• Recorded information
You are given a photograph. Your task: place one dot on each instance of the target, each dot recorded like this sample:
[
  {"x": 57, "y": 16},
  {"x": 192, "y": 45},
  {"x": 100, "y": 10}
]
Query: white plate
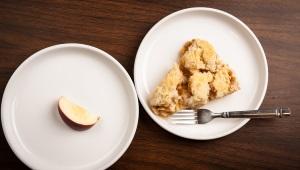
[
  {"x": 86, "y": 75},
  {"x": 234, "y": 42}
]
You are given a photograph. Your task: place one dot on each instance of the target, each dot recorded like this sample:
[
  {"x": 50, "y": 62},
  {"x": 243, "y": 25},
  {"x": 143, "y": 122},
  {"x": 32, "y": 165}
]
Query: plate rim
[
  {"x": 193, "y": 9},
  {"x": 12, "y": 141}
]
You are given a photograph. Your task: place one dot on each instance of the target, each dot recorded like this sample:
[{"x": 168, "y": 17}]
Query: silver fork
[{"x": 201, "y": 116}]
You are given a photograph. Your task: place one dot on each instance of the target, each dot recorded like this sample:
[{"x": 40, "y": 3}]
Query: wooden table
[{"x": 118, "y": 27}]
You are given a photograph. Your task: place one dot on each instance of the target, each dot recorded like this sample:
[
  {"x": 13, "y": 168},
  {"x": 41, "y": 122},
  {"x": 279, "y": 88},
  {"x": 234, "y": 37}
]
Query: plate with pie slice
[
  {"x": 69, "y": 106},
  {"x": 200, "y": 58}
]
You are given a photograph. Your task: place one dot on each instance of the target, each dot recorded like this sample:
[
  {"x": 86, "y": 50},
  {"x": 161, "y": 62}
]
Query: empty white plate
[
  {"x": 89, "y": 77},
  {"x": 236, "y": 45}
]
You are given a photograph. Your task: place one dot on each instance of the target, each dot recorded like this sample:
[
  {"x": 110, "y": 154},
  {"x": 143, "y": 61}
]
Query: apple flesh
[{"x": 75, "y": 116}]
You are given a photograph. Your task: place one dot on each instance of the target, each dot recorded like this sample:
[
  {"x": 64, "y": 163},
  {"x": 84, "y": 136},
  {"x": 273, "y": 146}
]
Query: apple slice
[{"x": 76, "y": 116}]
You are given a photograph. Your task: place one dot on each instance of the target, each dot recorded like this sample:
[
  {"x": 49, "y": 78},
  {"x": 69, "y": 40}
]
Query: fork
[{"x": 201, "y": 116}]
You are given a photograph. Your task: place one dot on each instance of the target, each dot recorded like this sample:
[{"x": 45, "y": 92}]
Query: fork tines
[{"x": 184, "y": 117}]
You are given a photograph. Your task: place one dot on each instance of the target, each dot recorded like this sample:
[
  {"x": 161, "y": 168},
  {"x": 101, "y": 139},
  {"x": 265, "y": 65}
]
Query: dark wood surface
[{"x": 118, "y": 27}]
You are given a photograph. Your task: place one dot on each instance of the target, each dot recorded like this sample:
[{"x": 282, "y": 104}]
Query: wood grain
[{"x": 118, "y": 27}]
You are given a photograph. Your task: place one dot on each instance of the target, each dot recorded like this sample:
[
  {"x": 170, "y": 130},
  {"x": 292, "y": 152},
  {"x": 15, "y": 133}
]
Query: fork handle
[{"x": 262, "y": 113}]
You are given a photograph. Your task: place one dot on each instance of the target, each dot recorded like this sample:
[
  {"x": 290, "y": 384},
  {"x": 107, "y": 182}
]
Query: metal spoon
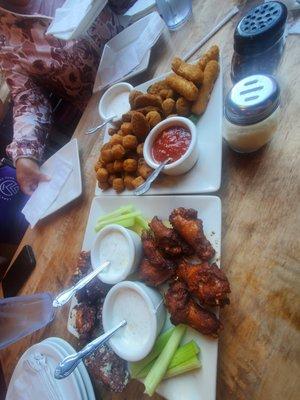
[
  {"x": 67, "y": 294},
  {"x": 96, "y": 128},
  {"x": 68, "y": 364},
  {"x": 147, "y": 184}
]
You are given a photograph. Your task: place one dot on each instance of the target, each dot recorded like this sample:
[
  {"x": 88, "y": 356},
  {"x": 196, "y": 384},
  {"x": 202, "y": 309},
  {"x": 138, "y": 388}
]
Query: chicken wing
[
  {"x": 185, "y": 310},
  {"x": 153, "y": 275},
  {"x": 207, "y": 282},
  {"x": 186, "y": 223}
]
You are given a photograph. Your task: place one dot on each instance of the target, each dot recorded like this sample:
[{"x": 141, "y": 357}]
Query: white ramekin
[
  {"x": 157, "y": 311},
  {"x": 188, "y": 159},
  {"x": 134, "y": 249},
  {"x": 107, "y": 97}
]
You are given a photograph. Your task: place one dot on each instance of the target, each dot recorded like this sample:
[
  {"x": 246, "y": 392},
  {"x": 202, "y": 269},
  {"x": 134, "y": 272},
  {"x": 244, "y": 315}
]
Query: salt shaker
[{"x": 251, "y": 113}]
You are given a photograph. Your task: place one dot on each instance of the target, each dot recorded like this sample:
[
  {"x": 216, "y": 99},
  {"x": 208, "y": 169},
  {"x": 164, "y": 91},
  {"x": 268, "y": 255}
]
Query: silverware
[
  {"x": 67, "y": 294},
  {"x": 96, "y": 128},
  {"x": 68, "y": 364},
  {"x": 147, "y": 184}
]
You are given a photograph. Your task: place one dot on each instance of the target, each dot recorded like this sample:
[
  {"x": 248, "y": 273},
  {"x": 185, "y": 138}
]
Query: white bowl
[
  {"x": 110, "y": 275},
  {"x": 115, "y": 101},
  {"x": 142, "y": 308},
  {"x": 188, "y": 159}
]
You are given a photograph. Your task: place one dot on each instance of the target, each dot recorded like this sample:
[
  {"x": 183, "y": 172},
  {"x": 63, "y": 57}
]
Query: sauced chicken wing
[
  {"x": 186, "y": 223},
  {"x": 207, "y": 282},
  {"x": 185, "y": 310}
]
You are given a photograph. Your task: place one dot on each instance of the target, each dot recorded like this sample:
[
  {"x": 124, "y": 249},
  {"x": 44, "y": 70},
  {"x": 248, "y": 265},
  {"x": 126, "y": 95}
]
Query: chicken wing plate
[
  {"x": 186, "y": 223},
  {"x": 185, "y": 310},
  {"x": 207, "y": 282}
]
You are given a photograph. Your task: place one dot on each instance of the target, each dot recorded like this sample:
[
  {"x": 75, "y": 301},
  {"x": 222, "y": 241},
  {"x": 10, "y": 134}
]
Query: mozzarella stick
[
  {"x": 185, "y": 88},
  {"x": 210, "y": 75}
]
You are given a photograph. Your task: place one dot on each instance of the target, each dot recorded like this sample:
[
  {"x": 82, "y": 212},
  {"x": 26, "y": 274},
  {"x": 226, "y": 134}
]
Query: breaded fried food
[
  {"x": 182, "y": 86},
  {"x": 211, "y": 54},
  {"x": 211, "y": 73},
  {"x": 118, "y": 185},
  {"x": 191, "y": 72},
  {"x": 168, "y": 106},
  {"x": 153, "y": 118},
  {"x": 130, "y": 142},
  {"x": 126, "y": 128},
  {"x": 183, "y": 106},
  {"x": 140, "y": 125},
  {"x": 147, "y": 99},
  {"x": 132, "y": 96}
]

* * *

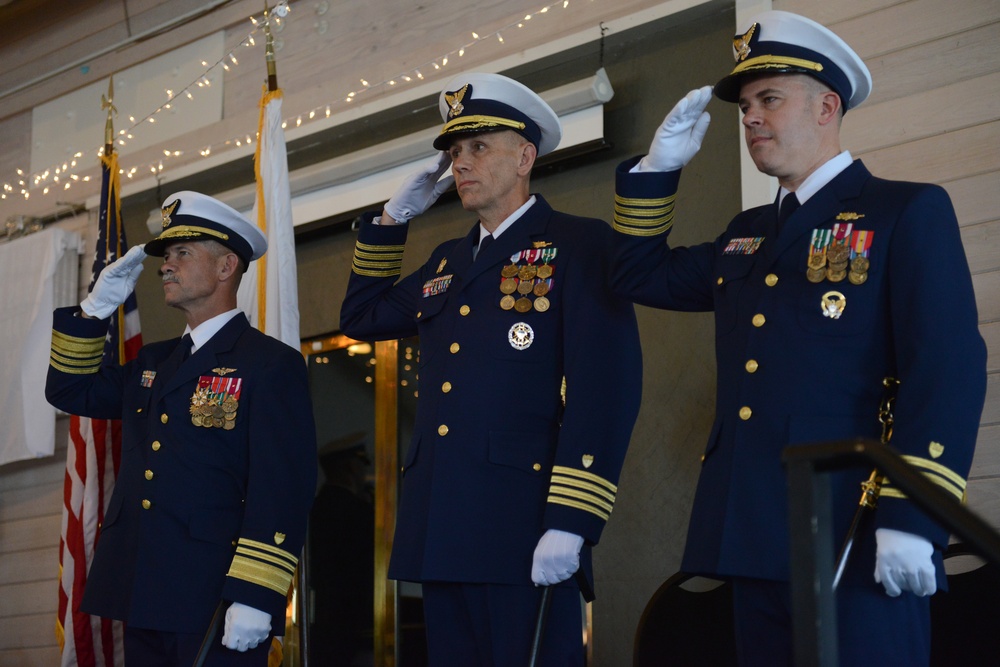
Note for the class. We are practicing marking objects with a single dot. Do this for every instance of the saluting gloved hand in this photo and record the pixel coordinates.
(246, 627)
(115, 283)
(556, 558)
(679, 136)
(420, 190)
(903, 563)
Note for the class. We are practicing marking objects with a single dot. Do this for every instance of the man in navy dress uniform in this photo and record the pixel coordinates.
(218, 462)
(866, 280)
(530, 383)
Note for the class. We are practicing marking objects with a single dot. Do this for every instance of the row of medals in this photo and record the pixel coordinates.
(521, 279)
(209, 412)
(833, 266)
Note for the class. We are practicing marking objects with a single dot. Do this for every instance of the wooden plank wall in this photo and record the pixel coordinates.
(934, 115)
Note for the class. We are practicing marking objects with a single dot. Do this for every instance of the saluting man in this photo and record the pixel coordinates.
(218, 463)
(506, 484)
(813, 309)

...

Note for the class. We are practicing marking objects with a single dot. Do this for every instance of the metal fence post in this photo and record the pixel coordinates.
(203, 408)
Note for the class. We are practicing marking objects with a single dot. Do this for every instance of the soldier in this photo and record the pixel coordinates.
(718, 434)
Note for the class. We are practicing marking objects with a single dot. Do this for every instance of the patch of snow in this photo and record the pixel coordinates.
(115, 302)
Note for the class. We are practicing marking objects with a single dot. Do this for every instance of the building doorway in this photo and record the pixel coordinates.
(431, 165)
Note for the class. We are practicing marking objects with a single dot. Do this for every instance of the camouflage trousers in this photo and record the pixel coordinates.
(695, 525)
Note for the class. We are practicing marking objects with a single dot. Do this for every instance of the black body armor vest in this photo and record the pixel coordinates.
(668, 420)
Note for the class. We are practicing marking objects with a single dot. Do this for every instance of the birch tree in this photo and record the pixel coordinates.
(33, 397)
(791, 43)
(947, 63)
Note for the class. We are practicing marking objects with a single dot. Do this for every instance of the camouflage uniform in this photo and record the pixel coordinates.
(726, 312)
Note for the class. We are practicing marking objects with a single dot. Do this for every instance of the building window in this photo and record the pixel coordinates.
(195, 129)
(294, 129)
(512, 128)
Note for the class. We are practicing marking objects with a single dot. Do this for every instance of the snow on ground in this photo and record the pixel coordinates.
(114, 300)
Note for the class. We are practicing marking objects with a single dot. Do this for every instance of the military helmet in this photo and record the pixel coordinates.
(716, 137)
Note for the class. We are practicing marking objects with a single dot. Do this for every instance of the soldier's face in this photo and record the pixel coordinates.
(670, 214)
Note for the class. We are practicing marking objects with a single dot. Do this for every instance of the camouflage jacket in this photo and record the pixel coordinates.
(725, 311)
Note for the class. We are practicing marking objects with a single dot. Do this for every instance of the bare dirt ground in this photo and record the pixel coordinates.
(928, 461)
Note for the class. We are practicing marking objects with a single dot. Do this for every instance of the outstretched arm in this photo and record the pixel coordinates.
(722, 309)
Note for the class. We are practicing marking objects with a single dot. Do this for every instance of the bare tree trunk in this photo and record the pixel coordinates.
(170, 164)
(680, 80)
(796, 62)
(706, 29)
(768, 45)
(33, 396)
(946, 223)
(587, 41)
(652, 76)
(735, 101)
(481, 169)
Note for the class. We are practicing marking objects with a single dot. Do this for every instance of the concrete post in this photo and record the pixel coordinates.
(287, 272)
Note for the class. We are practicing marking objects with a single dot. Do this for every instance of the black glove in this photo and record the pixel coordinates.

• The problem
Which lines of the entries contain the word "snow"? Show each of them in full.

• Final answer
Note for the class. We are practicing marking objects with a single dot. Do this for every instance of the patch of snow in this photo and record the pixel coordinates.
Note for the class. We are practicing marking objects with a single dot. Do this for every instance of the snow on ground in this photo and record the pixel coordinates.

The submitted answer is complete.